» Problem statement
Extract each line of the data below exactly as written.

» Material to process

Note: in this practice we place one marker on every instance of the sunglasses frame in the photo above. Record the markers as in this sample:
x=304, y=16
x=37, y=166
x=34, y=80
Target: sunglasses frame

» Reply to the exercise
Note: in this practice we place one marker on every instance of the sunglasses frame in the photo above. Record the markers as in this sample:
x=304, y=16
x=37, y=166
x=34, y=80
Target: sunglasses frame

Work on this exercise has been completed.